Uraian Tugas:
Sebutkan semua ranah tempat oligarki hukum bekerja atau menyusup menurut kutipan tentang oligarki hukum di bawah ini.

━━━ Kutipan ━━━

Kasus diskriminasi terhadap kelompok agama minoritas yang ditoleransi bahkan dilegitimasi oleh aturan administratif adalah contoh nyata bagaimana hukum menjadi instrumen eksklusi. Oligarki hukum bekerja dengan cara mengatur akses terhadap hak, sehingga hanya kelompok dominan atau yang berafiliasi dengan oligarki yang menikmati perlindungan penuh. Demokrasi yang seharusnya memperluas hak justru dikooptasi oleh oligarki untuk mempersempitnya.

Dimensi lain yang menunjukkan menguatnya oligarki hukum adalah lemahnya lembaga peradilan sebagai benteng terakhir keadilan. Mahkamah Konstitusi, yang semestinya berfungsi sebagai penjaga konstitusi dan demokrasi, tidak jarang mengeluarkan putusan yang justru dipertanyakan independensinya karena selaras dengan kepentingan penguasa.

Hal serupa juga terjadi pada lembaga antikorupsi yang mengalami pelemahan melalui perubahan regulasi yang jelas-jelas diarahkan untuk mengendalikan independensinya. Fenomena ini menunjukkan bahwa oligarki hukum tidak hanya bekerja di ranah legislasi atau eksekutif, tetapi juga telah menyusup hingga ke ranah yudikatif.

Dalam konteks sejarah, oligarki hukum di Indonesia dapat dipahami sebagai kelanjutan dari pola patrimonialisme dan feodalisme yang bertransformasi dalam balutan demokrasi modern. Sejak era Orde Baru, hukum telah lama digunakan sebagai instrumen untuk melanggengkan kekuasaan otoriter.

Reformasi 1998 memang membuka ruang demokratisasi, tetapi pada saat yang sama juga menciptakan ruang baru bagi oligarki untuk bermanuver. Kebebasan politik pasca-Reformasi justru dimanfaatkan oleh elite ekonomi dan politik untuk memperluas jejaring kekuasaan mereka melalui institusi hukum. Demokrasi elektoral yang mahal menjadi pintu masuk utama, sementara sistem hukum yang rapuh menjadi lahan subur bagi oligarki untuk menanamkan pengaruh.

Membicarakan oligarki hukum dalam demokrasi Indonesia berarti juga mempertanyakan makna substantif dari demokrasi itu sendiri. Jika demokrasi hanya dipahami sebagai prosedur elektoral lima tahunan, maka oligarki hukum akan terus berkuasa, karena mereka dapat dengan mudah membeli prosedur tersebut melalui kekuatan modal. Namun jika demokrasi dipahami sebagai kedaulatan rakyat dalam arti substantif, maka oligarki hukum adalah pengkhianatan terhadap demokrasi.

Pertanyaannya, apakah institusi hukum Indonesia mampu membebaskan diri dari cengkeraman oligarki? Ataukah hukum akan terus menjadi instrumen legitimasi oligarki yang semakin mengakar? Tantangan terbesar bagi demokrasi Indonesia adalah bagaimana membongkar struktur oligarki hukum ini, bukan hanya pada level individu pelaku, tetapi pada level sistemik yang melibatkan hubungan antara politik, ekonomi, dan hukum.

━━━ Data ━━━

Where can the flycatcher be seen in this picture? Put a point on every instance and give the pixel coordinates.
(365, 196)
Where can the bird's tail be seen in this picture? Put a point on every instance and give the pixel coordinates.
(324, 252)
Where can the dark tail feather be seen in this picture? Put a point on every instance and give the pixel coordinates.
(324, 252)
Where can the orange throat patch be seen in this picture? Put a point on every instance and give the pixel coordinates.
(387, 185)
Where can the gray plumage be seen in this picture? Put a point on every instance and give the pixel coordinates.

━━━

Jawaban Tugas:
Legislasi, eksekutif, dan yudikatif.